▶ _Data lines_

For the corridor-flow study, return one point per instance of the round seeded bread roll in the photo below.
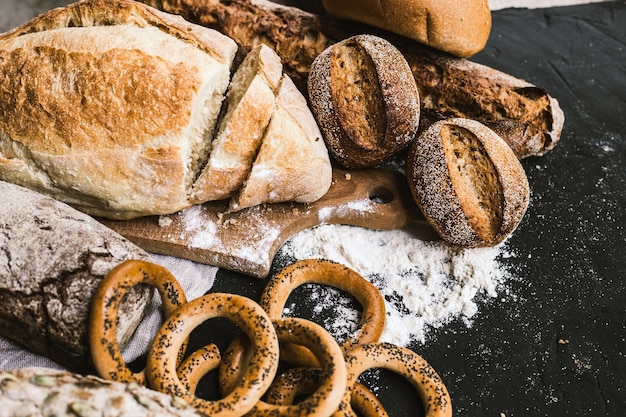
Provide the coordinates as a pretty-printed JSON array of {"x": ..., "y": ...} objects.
[
  {"x": 468, "y": 183},
  {"x": 365, "y": 100}
]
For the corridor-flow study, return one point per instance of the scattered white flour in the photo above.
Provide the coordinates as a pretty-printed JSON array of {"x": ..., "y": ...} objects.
[
  {"x": 199, "y": 233},
  {"x": 425, "y": 284}
]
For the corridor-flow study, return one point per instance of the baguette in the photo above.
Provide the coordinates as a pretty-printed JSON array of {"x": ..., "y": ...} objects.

▶ _Written exercise_
Copy the material above line for line, leaving out the picture.

▶ _Answer below_
For the corridor-flow study, return one point per instance of the round seeded bread roll in the photo below.
Provide the coordinates as a pretty-printed JSON array of {"x": ..., "y": ...} objects.
[
  {"x": 468, "y": 183},
  {"x": 365, "y": 100}
]
For the corridor-flow study, return one point per instance of the scattered white flour in the photo above.
Provide the coordinates as a pretty-printed JSON array of {"x": ..., "y": ...} objects.
[
  {"x": 199, "y": 233},
  {"x": 425, "y": 284}
]
For the corridor-flow study, return one point per instance of the baguette in the photo above.
Provide the coordinates as a pretty-printed JSON array of {"x": ..., "y": ...} objects.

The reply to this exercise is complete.